BEGIN Text under study

Field of the Invention
The present invention relates to a lung cancer biomarker for diagnosing early stage lung cancers or predicting prognosis of lung cancers, which comprises a GM2AP protein. The present invention also relates to a method for diagnosing early stage lung cancers or predicting prognosis of lung cancers in vitro by detection of the biomarker.
Description of the Related Art
Lung cancer is the leading cause of cancer-related deaths worldwide, accounting for 28% of all male cancer deaths and 26% of all female cancer deaths in the United States in 2013.1 Lung cancer can typically be grouped into two main categories:
small-cell lung cancer (SCLC) and non-small cell lung cancer (NSCLC), accounting for 15% and 85% of lung cancers, respectively. NSCLC consists of three major histological subtypes: adenocarcinoma, squamous cell carcinoma and large cell carcinoma.2 Due to lack of effective early detection tools and ineffective treatments for the advanced stages, the 5-year survival rate of lung cancer is only 15%.3,4 Therefore, early detection is crucial and beneficial for lung cancer patients to receive appropriate and potentially curative treatments.
Tantipaiboonwong et al. first used two-dimensional gel electrophoresis (2-DE) and matrix-assisted laser desorption ionization-time of flight mass spectrometry (MALDI-TOF/MS) in search of urinary biomarkers of lung cancer and reported six up-regulated protein spots and three down-regulated protein spots in lung cancer urine samples compared to the controls.5 Among these up-regulated protein spots, the expression of GM2AP level in lung cancer patients was 2.5-4.0 folds higher than that in healthy volunteers. This was consistent with the 2-DE and Western blotting results obtained by Potprommanee et al.6 
GM2-activator protein (GM2AP) is a small monomeric protein containing a single site for Asn linked glycosylation.7 It is first synthesized as a precursor which is then glycosylated, modified and cleaved at 32Ser to be in the mature form. Mature GM2AP is a glycoprotein with molecular mass of 17.6 kDa in its deglycosylated form.8 Acting as a cofactor, GM2AP contains at least three functional features including a hydrophobic pocket called the β-cup structure, an oligosaccharide binding site, and an area that interacts with Hex A.9,10 The area that interacts with Hex A contributes to the degradation of GM2 ganglioside to GM3 by lysosomal β-hexminidase A (Hex A).11,12 However, only one-third of the synthesized of GM2AP is secreted.13,10 Cells can recapture the GM2AP via a carbohydrate-independent mechanism by various cells such as epidermal keratinocytes and fibroblast cells.10 A lack of the functional GM2AP is a cause of the abnormal accumulation of GM2 ganglioside in tissues of patients with the AB variant of GM2 gangliosidosis disease (a severe lysosomal storage disorder).14 The inherited deficiency of GM2AP was also related to the changing level of ganglioside and tumor associated gangliosides involving in cancer progression. Tumor-associated gangliosides are a result of initial oncogenic transformation and play a role in the induction of invasion and metastasis.15,16 Tumor cells synthesized and shed gangliosides into their microenvironments, and this leads to elevated levels of tumor-associated gangliosides in the serum.17,18,19 Moreover, gangliosides are known to exhibit regulatory roles in cell growth, adhesion, cell-cell interactions and signal transduction.20 However, no study has been carried out to investigate the levels of GM2AP and its clinical roles in large number of urine, or biological samples besides urine from patients with lung cancer.

END Text under study
BEGIN Information given

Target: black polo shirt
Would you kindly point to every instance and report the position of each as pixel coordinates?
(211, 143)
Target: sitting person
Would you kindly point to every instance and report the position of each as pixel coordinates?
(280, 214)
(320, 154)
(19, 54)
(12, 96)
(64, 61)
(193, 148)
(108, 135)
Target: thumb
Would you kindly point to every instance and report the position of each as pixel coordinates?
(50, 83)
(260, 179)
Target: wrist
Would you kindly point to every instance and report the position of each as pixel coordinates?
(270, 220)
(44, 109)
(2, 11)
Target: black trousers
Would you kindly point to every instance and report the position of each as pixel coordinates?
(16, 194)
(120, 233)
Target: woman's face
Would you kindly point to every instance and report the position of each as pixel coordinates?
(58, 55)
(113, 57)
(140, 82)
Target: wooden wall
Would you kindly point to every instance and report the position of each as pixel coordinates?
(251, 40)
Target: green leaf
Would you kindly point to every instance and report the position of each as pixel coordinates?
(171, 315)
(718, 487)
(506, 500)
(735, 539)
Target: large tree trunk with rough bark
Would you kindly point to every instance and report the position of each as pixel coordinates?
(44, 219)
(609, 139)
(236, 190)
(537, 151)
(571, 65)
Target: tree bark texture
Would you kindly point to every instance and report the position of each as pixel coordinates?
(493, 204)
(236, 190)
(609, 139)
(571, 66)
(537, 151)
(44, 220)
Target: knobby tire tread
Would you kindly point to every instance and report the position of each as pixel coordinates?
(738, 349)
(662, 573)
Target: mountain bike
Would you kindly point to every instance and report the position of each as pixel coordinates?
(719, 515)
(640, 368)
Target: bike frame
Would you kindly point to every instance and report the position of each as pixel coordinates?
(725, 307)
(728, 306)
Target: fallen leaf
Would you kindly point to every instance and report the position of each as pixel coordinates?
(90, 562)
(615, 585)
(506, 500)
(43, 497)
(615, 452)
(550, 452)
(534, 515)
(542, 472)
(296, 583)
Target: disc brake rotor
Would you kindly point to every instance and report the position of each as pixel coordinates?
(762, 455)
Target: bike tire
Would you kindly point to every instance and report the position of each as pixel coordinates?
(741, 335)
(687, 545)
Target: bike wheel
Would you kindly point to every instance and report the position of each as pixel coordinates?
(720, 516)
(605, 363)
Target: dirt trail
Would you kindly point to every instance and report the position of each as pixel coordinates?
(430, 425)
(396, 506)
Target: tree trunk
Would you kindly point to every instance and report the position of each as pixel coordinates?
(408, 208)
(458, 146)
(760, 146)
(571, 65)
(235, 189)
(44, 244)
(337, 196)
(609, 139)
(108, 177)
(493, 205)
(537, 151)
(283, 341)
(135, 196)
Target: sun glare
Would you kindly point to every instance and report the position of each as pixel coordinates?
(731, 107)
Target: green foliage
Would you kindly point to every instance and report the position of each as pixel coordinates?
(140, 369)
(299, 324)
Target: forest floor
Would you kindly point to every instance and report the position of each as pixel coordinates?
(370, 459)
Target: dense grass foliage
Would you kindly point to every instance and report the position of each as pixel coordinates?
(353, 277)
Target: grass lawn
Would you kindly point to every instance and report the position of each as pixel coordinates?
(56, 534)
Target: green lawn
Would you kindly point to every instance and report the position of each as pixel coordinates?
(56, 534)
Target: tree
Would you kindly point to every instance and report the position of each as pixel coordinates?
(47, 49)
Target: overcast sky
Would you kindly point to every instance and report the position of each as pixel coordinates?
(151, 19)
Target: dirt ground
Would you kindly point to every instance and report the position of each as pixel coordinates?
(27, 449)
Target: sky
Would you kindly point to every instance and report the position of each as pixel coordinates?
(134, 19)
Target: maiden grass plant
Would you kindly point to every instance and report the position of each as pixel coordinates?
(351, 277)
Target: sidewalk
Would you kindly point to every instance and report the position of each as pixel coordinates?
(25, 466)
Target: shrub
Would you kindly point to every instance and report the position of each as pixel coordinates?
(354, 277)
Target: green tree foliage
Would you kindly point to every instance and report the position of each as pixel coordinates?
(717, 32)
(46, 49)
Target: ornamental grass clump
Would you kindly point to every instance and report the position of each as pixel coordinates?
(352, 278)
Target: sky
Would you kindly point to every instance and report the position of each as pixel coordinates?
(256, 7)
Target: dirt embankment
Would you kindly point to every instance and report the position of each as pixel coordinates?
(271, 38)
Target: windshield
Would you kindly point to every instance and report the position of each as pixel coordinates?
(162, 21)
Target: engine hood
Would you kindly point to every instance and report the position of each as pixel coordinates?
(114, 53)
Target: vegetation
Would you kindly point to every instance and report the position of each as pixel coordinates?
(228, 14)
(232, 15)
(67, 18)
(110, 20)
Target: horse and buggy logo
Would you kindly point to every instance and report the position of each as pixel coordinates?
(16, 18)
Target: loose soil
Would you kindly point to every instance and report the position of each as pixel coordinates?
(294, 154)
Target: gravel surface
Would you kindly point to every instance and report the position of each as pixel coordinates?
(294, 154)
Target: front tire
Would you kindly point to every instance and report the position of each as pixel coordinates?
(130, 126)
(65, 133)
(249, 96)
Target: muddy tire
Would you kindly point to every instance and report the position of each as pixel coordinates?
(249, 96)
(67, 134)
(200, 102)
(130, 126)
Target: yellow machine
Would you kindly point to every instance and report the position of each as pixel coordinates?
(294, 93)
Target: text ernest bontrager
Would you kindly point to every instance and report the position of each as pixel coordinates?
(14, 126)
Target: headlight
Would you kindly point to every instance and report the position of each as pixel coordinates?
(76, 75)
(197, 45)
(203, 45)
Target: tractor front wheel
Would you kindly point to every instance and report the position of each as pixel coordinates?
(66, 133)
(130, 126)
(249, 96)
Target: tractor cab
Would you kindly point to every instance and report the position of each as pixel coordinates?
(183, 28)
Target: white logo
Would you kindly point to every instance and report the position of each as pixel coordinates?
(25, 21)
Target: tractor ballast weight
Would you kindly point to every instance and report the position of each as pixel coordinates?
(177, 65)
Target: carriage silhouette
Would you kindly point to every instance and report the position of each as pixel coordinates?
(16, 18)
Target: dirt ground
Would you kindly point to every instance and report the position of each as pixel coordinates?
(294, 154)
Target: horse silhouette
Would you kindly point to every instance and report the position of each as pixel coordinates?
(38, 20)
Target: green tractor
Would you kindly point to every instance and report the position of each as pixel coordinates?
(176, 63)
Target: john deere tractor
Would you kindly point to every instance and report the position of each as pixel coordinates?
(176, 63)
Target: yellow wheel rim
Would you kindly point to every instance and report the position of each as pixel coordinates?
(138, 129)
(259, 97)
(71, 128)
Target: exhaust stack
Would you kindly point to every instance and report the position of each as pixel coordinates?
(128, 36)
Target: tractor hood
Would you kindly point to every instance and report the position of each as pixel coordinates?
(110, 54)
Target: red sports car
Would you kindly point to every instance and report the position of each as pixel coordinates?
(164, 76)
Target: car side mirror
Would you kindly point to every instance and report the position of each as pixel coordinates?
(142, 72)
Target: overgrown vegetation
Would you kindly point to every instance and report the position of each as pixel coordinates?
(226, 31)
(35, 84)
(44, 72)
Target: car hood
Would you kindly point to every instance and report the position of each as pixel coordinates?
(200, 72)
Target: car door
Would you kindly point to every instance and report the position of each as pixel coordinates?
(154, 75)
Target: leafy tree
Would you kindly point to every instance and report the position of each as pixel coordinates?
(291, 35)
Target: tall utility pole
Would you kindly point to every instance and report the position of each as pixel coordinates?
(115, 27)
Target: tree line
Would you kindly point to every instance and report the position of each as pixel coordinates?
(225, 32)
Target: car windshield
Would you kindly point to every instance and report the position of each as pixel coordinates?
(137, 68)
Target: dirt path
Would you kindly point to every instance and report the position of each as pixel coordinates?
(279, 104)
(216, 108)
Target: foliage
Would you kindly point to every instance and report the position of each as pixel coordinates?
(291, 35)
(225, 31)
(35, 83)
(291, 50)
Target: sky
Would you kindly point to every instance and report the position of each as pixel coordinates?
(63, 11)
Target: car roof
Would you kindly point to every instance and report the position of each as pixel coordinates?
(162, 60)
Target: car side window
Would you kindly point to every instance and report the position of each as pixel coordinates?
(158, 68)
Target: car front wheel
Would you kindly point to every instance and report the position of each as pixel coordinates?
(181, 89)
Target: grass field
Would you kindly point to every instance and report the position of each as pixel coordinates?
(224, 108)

END Information given

◆ Using the information
**1)** List the regulatory roles in cells that the lung cancer biomarker text says gangliosides are known to exhibit.
**2)** Summarize the lung cancer biomarker text in two sentences.
**3)** Reproduce the passage of the lung cancer biomarker text starting with "Field of the" and going on through "of the biomarker.".

◆ Answers by item number
**1)**
Cell growth
Adhesion
Cell-cell interactions
Signal transduction

**2)** The text presents a lung cancer biomarker comprising the GM2AP protein, along with an in vitro method for diagnosing early stage lung cancers or predicting their prognosis by detecting it. It notes that the 5-year survival rate of lung cancer is only 15%, partly due to a lack of effective early detection tools, and that GM2AP levels in lung cancer patients were found to be 2.5-4.0 folds higher than in healthy volunteers.

**3)**
Field of the Invention
The present invention relates to a lung cancer biomarker for diagnosing early stage lung cancers or predicting prognosis of lung cancers, which comprises a GM2AP protein. The present invention also relates to a method for diagnosing early stage lung cancers or predicting prognosis of lung cancers in vitro by detection of the biomarker.